I relatori erano tra i più esperti e competenti: gli storici vaticani e i principali archivisti dell’Archivio centrale della Santa Sede, assieme a quelli della Prima e della Seconda sezione della Segreteria di Stato – rispettivamente il Governo centrale della Chiesa cattolica e la sua Sezione per i rapporti tra gli Stati – più altri cinque: la Congregazione per la Dottrina della Fede (di notoria fama per il suo passato di “Sant’Uffizio dell’Inquisizione e poi per il suo ruolo di censore, quindi di custode della dottrina); Propaganda Fide, oggi nota come Congregazione per l’Evangelizzazione dei popoli; la Congregazione per le Chiese Orientali che comprende quelle dell’Europa orientale e del Medio Oriente; la Penitenzieria Apostolica e la Fabbrica di San Pietro, responsabile della conservazione e della manutenzione della Basilica vaticana.

### Dati
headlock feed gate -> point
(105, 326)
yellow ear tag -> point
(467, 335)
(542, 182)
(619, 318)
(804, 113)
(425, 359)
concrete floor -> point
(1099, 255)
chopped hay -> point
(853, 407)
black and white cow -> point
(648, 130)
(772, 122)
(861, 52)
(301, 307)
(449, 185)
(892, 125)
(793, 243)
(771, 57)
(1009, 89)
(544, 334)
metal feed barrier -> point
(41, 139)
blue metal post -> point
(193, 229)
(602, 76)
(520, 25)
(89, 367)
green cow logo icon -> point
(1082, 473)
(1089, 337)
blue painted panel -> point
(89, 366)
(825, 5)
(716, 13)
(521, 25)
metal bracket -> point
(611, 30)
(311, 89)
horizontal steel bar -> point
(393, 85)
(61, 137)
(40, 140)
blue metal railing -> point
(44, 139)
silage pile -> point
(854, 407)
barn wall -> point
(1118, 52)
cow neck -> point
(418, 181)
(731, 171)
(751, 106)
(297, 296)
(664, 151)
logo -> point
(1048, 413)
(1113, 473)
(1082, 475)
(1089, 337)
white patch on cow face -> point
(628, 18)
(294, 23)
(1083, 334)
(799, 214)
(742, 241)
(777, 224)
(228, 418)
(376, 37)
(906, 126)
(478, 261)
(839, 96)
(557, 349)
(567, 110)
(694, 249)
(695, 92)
---
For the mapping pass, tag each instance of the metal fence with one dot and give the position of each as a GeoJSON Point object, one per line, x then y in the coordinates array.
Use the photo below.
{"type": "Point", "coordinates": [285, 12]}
...
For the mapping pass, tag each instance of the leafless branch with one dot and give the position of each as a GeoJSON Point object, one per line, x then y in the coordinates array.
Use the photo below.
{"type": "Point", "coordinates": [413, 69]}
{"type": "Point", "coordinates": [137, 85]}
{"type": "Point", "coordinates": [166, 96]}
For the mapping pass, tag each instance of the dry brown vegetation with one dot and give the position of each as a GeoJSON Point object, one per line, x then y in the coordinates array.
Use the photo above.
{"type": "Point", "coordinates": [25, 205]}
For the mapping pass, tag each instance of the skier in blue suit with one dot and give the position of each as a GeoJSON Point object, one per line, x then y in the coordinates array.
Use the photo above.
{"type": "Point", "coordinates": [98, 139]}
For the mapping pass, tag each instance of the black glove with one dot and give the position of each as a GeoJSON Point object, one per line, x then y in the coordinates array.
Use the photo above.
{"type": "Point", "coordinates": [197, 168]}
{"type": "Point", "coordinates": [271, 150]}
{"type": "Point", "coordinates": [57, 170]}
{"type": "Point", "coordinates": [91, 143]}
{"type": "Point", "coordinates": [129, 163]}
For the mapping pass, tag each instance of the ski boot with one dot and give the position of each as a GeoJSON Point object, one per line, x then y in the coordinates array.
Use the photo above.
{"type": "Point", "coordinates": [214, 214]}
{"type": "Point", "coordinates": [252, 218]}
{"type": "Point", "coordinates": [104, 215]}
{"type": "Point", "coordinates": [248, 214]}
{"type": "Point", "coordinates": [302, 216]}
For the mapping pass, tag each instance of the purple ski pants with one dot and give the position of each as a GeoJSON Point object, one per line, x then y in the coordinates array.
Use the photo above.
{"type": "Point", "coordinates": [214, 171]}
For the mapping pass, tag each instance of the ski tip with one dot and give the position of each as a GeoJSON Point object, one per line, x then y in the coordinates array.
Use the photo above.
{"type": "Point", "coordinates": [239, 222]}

### Compiti da svolgere
A) Stabilisca se ciascuna delle seguenti affermazioni concorda con il testo fornito. Risponda sì o no e citi testualmente le parole decisive. (i) Propaganda Fide è oggi nota come Congregazione per l’Evangelizzazione dei popoli. (ii) La Fabbrica di San Pietro è responsabile della conservazione dei documenti dell’Archivio centrale. (iii) La Congregazione per le Chiese Orientali comprende quelle dell’Europa orientale e del Medio Oriente.
B) Trascriva alla lettera il passo del testo fornito compreso tra "I relatori erano" e "della Basilica vaticana.", estremi inclusi.

### Risposte
A)
(i) Sì: «Propaganda Fide, oggi nota come Congregazione per l’Evangelizzazione dei popoli».
(ii) No: «la Fabbrica di San Pietro, responsabile della conservazione e della manutenzione della Basilica vaticana».
(iii) Sì: «la Congregazione per le Chiese Orientali che comprende quelle dell’Europa orientale e del Medio Oriente».

B)
I relatori erano tra i più esperti e competenti: gli storici vaticani e i principali archivisti dell’Archivio centrale della Santa Sede, assieme a quelli della Prima e della Seconda sezione della Segreteria di Stato – rispettivamente il Governo centrale della Chiesa cattolica e la sua Sezione per i rapporti tra gli Stati – più altri cinque: la Congregazione per la Dottrina della Fede (di notoria fama per il suo passato di “Sant’Uffizio dell’Inquisizione e poi per il suo ruolo di censore, quindi di custode della dottrina); Propaganda Fide, oggi nota come Congregazione per l’Evangelizzazione dei popoli; la Congregazione per le Chiese Orientali che comprende quelle dell’Europa orientale e del Medio Oriente; la Penitenzieria Apostolica e la Fabbrica di San Pietro, responsabile della conservazione e della manutenzione della Basilica vaticana.